# Materials provided start

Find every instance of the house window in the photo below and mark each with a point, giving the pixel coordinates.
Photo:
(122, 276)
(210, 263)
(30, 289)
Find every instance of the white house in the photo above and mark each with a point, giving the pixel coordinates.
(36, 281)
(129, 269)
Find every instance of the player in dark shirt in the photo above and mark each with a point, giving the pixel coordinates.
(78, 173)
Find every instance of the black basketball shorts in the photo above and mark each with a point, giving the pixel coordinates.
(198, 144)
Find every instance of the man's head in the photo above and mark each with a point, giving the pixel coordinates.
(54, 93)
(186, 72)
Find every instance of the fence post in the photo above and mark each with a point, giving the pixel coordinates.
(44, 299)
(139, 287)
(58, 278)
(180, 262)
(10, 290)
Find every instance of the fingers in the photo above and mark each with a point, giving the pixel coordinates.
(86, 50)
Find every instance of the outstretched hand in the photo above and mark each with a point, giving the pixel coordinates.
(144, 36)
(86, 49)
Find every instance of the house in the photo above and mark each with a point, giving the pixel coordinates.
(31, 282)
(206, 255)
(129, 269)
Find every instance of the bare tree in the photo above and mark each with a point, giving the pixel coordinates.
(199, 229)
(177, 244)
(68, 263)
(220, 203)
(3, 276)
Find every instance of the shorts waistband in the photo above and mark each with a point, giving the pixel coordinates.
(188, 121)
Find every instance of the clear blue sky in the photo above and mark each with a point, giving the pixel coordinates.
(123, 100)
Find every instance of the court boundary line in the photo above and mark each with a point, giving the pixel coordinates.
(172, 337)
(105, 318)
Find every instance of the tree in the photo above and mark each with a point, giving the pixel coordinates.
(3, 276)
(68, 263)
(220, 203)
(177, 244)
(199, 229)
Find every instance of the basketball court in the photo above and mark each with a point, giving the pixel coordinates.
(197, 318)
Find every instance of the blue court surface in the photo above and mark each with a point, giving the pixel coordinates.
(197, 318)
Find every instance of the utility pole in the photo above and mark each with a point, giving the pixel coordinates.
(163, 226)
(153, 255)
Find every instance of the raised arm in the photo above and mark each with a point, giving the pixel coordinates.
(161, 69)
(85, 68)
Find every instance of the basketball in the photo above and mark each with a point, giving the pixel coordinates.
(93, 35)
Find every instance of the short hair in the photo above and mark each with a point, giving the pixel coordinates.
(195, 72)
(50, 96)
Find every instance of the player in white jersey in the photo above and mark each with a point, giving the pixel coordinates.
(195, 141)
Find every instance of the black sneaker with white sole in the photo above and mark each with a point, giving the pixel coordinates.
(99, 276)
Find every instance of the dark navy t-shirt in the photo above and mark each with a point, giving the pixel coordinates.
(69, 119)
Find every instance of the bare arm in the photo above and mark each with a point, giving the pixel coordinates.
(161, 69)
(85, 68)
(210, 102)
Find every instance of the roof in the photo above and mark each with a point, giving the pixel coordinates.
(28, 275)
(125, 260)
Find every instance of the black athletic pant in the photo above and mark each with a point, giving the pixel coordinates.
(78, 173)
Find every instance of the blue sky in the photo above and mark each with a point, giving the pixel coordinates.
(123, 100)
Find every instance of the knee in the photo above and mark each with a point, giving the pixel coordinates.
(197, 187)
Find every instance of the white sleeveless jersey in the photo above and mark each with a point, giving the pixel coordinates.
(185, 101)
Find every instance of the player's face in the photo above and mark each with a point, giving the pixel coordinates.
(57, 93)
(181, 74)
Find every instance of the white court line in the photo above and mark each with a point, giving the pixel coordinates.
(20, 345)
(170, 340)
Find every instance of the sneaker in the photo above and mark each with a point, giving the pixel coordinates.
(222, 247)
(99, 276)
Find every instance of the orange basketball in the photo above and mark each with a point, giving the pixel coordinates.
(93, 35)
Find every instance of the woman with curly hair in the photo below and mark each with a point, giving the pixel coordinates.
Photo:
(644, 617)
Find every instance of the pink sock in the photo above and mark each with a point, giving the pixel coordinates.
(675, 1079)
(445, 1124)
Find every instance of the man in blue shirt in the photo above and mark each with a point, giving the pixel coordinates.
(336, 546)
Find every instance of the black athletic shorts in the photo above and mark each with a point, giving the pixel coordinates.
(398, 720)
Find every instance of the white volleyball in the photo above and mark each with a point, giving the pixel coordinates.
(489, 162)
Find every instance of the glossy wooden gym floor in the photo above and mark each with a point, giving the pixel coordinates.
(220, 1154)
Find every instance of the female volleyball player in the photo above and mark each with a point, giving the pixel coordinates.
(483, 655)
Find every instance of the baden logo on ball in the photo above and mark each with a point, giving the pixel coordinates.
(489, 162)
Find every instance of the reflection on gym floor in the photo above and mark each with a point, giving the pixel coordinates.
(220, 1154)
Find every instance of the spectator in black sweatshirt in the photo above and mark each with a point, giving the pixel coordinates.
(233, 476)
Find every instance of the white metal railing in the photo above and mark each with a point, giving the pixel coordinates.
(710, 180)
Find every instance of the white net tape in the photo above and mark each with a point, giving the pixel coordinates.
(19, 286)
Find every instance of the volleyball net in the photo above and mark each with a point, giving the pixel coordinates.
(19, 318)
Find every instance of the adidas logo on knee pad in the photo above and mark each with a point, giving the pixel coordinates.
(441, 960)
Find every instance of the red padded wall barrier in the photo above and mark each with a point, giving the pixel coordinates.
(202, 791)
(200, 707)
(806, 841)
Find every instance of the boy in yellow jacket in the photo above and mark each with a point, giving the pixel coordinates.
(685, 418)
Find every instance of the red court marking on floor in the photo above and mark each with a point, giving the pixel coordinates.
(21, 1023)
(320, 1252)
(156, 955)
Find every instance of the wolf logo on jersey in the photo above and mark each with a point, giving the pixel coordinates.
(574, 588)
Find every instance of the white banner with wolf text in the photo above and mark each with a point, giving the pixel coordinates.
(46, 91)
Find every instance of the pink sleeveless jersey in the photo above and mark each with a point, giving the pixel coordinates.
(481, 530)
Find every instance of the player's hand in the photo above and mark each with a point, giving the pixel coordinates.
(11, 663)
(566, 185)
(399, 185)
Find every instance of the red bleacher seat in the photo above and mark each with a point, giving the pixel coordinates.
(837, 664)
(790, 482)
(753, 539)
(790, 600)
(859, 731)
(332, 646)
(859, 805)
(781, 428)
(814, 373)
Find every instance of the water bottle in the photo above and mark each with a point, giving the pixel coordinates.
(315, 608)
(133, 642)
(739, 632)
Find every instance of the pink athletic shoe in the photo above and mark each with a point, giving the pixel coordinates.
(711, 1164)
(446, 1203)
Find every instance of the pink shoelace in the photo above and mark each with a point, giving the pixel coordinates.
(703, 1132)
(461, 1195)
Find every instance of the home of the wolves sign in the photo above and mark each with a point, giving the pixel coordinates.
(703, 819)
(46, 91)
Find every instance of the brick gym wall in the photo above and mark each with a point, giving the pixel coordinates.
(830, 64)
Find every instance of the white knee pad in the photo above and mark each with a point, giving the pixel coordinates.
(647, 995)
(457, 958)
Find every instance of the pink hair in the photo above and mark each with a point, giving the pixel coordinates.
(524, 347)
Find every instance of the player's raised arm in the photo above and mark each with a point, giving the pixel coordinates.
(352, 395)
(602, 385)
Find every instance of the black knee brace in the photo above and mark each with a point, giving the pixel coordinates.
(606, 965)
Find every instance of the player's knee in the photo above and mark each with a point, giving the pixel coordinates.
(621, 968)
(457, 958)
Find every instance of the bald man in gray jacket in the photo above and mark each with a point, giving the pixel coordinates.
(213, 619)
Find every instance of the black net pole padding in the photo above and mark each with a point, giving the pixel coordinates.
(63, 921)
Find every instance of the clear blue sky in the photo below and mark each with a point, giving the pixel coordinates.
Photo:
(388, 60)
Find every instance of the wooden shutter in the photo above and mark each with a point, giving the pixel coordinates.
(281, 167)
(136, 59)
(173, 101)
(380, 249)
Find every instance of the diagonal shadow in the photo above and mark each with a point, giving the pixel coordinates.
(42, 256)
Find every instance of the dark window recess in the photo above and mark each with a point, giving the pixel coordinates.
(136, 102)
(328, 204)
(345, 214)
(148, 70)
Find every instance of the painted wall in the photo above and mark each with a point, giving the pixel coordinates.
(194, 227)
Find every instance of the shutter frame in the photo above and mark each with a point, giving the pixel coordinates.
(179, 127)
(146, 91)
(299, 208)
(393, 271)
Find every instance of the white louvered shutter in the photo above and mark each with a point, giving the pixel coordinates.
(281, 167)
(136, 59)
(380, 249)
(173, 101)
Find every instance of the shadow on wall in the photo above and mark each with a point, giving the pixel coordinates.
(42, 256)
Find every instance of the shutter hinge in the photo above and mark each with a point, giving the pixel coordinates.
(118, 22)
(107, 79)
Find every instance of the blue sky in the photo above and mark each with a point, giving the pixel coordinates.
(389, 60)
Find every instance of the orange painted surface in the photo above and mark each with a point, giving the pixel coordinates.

# Materials provided end

> What the task requires: Starting at the line that contains "Find every instance of the shutter hinge" and ending at the last line of the records, rewrite those lines with "blue sky" renamed to "cloudless sky" and everything else left as is.

> Full answer:
Find every instance of the shutter hinge in the photo above and mark each with a point, giving the pixel coordinates.
(118, 22)
(107, 79)
Find every instance of the cloudless sky in the photo above and mark each with a point, giving the pixel coordinates.
(389, 60)
Find every instance of the orange painted surface in the photo above and mark each with a point, giving the pixel coordinates.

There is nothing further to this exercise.